Only the pictures are to be dropped; the rest of the data below is to be duplicated exactly.
##### Exercise inputs #####
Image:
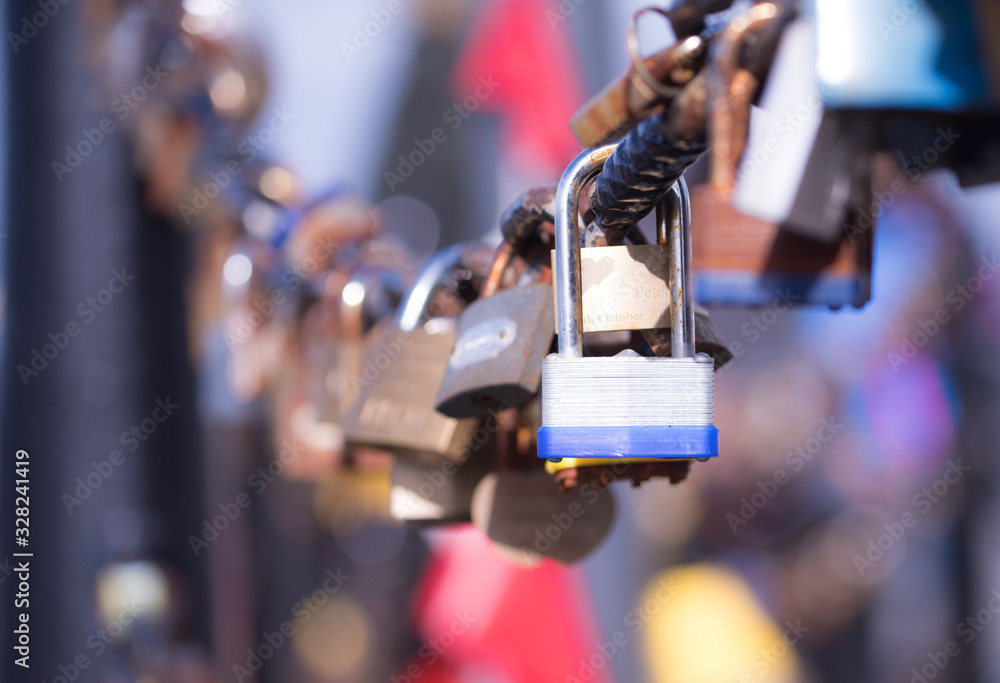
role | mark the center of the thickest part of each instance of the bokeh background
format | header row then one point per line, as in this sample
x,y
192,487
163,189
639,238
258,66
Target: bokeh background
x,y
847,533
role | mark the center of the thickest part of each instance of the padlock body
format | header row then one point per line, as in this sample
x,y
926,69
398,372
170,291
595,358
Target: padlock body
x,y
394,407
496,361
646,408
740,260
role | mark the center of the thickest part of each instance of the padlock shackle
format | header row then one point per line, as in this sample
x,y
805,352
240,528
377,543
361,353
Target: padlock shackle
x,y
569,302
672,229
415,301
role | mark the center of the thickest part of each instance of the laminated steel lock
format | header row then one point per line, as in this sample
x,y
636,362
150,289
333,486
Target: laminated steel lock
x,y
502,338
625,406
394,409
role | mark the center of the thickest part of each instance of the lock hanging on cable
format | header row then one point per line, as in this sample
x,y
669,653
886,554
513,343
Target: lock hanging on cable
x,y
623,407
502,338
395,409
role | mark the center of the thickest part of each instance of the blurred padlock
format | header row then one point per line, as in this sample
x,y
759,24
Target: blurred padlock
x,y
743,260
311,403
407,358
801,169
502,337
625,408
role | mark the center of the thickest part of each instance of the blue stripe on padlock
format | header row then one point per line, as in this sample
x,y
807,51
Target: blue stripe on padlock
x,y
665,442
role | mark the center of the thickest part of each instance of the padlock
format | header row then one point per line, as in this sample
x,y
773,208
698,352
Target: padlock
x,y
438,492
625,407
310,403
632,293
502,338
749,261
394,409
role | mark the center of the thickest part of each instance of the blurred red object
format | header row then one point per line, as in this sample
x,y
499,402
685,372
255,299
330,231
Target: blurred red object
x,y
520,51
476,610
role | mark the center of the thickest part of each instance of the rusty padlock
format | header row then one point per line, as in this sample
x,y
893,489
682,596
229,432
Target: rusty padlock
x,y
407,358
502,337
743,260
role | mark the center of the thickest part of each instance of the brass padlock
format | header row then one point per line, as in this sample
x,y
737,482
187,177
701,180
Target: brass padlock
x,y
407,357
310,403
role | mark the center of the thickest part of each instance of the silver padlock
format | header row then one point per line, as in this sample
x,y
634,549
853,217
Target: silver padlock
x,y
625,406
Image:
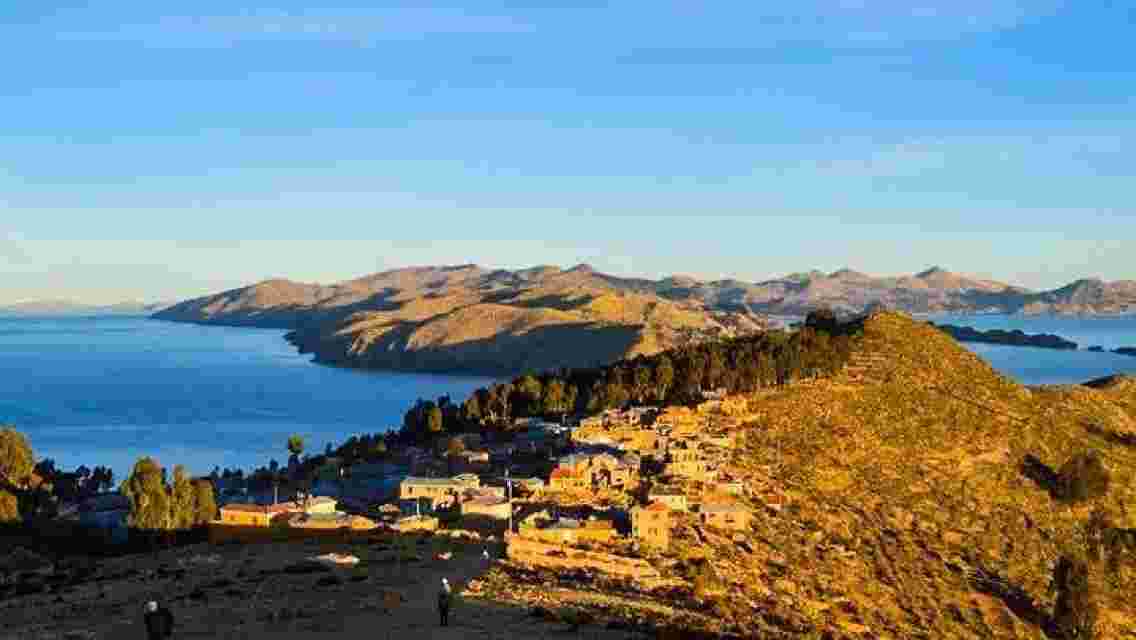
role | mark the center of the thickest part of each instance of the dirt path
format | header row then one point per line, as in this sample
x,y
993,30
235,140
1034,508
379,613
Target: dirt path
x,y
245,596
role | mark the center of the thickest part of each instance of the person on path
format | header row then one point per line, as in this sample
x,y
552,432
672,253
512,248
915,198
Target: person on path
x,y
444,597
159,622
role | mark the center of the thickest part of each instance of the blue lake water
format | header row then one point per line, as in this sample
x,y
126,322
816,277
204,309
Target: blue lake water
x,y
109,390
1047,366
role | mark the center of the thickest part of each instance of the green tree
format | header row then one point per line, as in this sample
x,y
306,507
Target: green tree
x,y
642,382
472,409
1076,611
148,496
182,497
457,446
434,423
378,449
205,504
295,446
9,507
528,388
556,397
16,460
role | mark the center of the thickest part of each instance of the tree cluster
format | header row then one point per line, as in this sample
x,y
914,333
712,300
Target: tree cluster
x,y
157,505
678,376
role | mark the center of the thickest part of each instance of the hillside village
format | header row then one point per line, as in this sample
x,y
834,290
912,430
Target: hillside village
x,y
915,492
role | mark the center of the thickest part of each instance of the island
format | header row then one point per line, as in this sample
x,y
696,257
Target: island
#####
**Exercise response:**
Image:
role | mark the center of the thickest part of each instance of the bokeh background
format | header row then one point per line, as in this sample
x,y
192,487
163,189
639,238
258,66
Target: bokeh background
x,y
847,533
role | mark the center of the thickest part of each instance of the padlock body
format | header row then one point per line, as in this sample
x,y
926,69
398,372
170,291
595,358
Target: padlock body
x,y
394,407
496,361
646,408
740,260
role | mark the center of the thickest part of each instance of the padlock shackle
format | header row then one point per line, as in this sample
x,y
805,352
240,528
377,543
361,353
Target: padlock shackle
x,y
569,302
672,229
415,301
role | mark the center of the thickest part of each instance of the laminated steel lock
format | header row then one point per line, as in this sample
x,y
636,362
150,289
333,486
Target: laminated steel lock
x,y
502,338
625,406
394,409
role | mark the center of the thickest part of each instance of the lock hanging on cable
format | header row then one point per line, as in this sample
x,y
669,653
886,554
513,343
Target: lock hanging on cable
x,y
623,407
502,338
395,409
role | mark the center of the thickest part of each instance of the blurred padlock
format | header row then one point per line, as in this sample
x,y
759,24
Target: blurred padlock
x,y
743,260
311,403
407,358
801,169
502,337
625,408
role | mark the center of the thickest part of each instance of the blue stripe on padlock
format | header row then one point per line, as in this sample
x,y
807,51
Target: blue stripe on padlock
x,y
665,442
role | mark the center of the thickest part of each instance of the padlock
format | header row then one point per line, as in this sample
x,y
773,208
698,352
Target: padlock
x,y
438,492
625,407
310,403
632,293
502,338
749,261
394,409
role | mark the center of the thickest part of each instance of the blurred red object
format | header row then one point per line, as in this sample
x,y
499,402
685,372
255,299
330,231
Target: blurred red object
x,y
520,51
476,610
role | mark the center of the thickest part of each instance of the rusty padlock
format | header row then one point per line, as in this sample
x,y
893,489
682,596
229,432
Target: rusty padlock
x,y
407,358
502,337
743,260
role | mark the center of the thickest part of each instance of the brass padlock
format | header row then one point per line, as in this sample
x,y
737,482
187,177
701,180
Target: brass padlock
x,y
407,357
310,403
role | mark the center of the thickest part of each instance of the silver padlock
format | header row then one point per line, as in this sample
x,y
634,549
853,217
Target: silver padlock
x,y
625,406
Image:
role | mark the center of the thickest part of each instance of the dirt path
format | header row then one point per line, as in this sample
x,y
993,30
235,140
1034,508
379,613
Target: dirt path
x,y
245,596
role | mark the center of the thickest part of each instance of the person on path
format | header row then one point per line, as in this sample
x,y
552,432
672,253
512,248
915,198
Target: person on path
x,y
444,597
159,622
role | mark the center of the thickest part of each instance of the blue lake water
format | header row then one point per line, as in this sample
x,y
126,322
816,277
204,309
Target: blue lake water
x,y
109,390
1047,366
role | mark the center of the thickest part of each instance of the green tree
format | header row then one point per line, as in this sample
x,y
306,507
Target: green tree
x,y
642,382
472,409
1076,611
148,496
182,497
457,446
434,423
378,449
205,504
295,446
9,507
528,388
556,397
16,460
role | mark the center of the thickest part of each instance of the tree cluster
format | header row then one point per line, as in this sample
x,y
914,333
712,300
Target: tree cluster
x,y
157,505
678,376
role | mark the center of the thickest part of each instance of the hillside village
format | header row then one point per line, as in this sample
x,y
834,290
912,430
Target: hillside village
x,y
915,492
role | mark the center of the thickest part of each instance of the island
format | header row then one point per line, as in this sample
x,y
696,257
Target: island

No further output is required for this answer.